■ **PROBLEM**: This exercise needs all of the entries set down again, exactly as they read.

■ **EXTRACTED MATERIAL**:

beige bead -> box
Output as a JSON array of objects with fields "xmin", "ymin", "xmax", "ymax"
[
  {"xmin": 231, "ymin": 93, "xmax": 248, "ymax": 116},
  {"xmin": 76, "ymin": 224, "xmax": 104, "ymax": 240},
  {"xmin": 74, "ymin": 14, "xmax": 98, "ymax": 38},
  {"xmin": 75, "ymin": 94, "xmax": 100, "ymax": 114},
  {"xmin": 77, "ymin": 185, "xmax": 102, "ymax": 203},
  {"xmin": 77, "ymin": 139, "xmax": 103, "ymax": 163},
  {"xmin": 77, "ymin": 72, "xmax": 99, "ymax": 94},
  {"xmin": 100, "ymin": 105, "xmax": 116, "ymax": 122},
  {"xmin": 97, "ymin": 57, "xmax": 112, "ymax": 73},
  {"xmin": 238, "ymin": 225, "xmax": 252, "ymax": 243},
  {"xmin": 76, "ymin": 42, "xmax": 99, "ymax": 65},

■ **ANSWER BOX**:
beige bead -> box
Output as a JSON array of objects with fields "xmin", "ymin", "xmax", "ymax"
[
  {"xmin": 231, "ymin": 93, "xmax": 248, "ymax": 116},
  {"xmin": 76, "ymin": 224, "xmax": 104, "ymax": 240},
  {"xmin": 74, "ymin": 14, "xmax": 98, "ymax": 38},
  {"xmin": 75, "ymin": 94, "xmax": 100, "ymax": 114},
  {"xmin": 77, "ymin": 185, "xmax": 102, "ymax": 203},
  {"xmin": 77, "ymin": 139, "xmax": 103, "ymax": 163},
  {"xmin": 77, "ymin": 72, "xmax": 99, "ymax": 94},
  {"xmin": 100, "ymin": 105, "xmax": 116, "ymax": 122},
  {"xmin": 97, "ymin": 57, "xmax": 112, "ymax": 73},
  {"xmin": 238, "ymin": 225, "xmax": 252, "ymax": 243},
  {"xmin": 76, "ymin": 42, "xmax": 99, "ymax": 65},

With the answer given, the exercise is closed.